Dataset entries:
%%

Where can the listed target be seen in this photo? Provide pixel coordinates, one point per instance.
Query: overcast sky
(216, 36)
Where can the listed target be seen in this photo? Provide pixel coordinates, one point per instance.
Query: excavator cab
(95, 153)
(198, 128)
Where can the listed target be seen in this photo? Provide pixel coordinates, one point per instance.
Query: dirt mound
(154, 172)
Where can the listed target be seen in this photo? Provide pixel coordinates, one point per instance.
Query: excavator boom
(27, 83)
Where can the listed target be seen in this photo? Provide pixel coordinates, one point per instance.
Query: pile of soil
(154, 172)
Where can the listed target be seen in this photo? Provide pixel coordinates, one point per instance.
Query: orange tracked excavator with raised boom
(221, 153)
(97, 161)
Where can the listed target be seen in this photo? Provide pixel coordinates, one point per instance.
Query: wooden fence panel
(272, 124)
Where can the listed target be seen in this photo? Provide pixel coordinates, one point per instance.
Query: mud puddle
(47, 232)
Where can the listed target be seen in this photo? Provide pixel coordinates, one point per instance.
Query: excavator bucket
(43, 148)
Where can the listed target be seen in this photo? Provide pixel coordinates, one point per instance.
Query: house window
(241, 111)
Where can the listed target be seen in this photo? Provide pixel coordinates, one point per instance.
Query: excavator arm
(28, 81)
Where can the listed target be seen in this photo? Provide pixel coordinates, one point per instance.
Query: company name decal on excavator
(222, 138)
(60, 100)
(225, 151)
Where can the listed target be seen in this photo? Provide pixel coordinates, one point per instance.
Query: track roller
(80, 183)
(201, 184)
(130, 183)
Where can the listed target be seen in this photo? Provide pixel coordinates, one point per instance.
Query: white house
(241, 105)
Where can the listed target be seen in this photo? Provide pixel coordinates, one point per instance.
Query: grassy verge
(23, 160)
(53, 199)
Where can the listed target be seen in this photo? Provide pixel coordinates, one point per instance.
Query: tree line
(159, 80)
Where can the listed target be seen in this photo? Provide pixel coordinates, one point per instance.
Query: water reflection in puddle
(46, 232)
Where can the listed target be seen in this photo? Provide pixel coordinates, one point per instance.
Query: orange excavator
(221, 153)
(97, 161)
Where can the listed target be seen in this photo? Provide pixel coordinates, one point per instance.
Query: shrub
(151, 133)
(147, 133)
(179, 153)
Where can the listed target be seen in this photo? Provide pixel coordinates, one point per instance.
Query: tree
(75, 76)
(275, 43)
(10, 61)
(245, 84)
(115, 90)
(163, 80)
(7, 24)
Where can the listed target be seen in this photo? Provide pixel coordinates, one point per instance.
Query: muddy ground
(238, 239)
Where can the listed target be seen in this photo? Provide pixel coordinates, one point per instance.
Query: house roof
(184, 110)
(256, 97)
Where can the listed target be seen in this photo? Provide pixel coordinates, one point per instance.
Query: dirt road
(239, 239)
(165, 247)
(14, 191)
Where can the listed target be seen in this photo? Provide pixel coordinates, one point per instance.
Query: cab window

%%

▸ **Exercise requirements**:
Reproduce the entries in full, exactly as written.

▸ **Output of the exercise**:
Where can the listed target be seen in this photo? Provide pixel coordinates, one point per instance.
Query: overcast sky
(216, 36)
Where can the listed target be seen in this photo? Provide pixel coordinates, one point per instance.
Query: excavator cab
(95, 153)
(198, 128)
Where can the listed target be seen in this photo? Provide pixel coordinates, one point per instance.
Query: dirt mound
(154, 172)
Where can the listed target be seen in this photo? Provide pixel coordinates, one point per instance.
Query: excavator boom
(27, 83)
Where can the listed target be seen in this photo? Provide pixel coordinates, one point per instance.
Query: pile of soil
(154, 172)
Where can the listed target be seen in this photo? Provide pixel coordinates, one point per instance.
Query: orange tracked excavator with raised boom
(221, 153)
(97, 161)
Where can the listed target be seen in this photo? Provide pixel coordinates, one point per instance.
Query: wooden fence panel
(272, 124)
Where can the listed target be seen in this photo? Provide pixel coordinates, one point per instance.
Query: mud puddle
(47, 232)
Where can the listed target be seen in this photo? Provide pixel coordinates, one point per instance.
Query: excavator bucket
(43, 148)
Where can the listed target be seen in this photo? Provide pixel coordinates, one point per instance.
Query: house window
(241, 111)
Where can the listed target be seen in this photo? Provide pixel coordinates, one point per instance.
Query: excavator arm
(28, 81)
Where can the listed target be seen in this photo? Provide pixel coordinates, one point per instance.
Query: company name decal on excavator
(222, 138)
(60, 100)
(225, 151)
Where can the listed target be seen in this photo? Provide pixel coordinates, one point per instance.
Query: track roller
(80, 183)
(201, 184)
(130, 183)
Where can the listed target be seen in this photo? Provide pixel coordinates, one point per instance.
Query: white house
(241, 105)
Where can the listed target be seen in this photo? Provide pixel coordinates, one point per instance.
Query: grassy verge
(23, 160)
(53, 199)
Where can the listed target be seen in this photo? Provide pixel coordinates, one point per instance.
Query: tree line
(159, 80)
Where can the listed target be seen in this photo? Provide pixel coordinates, one point per instance.
Query: water reflection in puddle
(46, 232)
Where can the listed target be seen in this photo? Provide pixel coordinates, one point per instance.
Query: orange excavator
(221, 153)
(97, 161)
Where can the listed target be seen in this photo? Provide pixel coordinates, one point per instance.
Query: shrub
(151, 133)
(147, 133)
(179, 153)
Where can the listed target be seen in this photo? Provide pixel coordinates, one point per instance.
Query: tree
(75, 76)
(275, 43)
(10, 61)
(245, 84)
(115, 90)
(163, 80)
(7, 24)
Where can the listed target be seen in this photo? Provide pixel coordinates, one point per instance.
Query: muddy ground
(238, 239)
Where can the listed target be seen in this photo? Provide pixel coordinates, one point per instance.
Query: house roof
(184, 110)
(256, 97)
Where can the listed target be seen in this photo? Provide pixel coordinates, one point per instance.
Query: dirt road
(239, 239)
(165, 247)
(14, 191)
Where can the listed target be seen in this photo? Provide pixel coordinates, one point per instance.
Query: cab window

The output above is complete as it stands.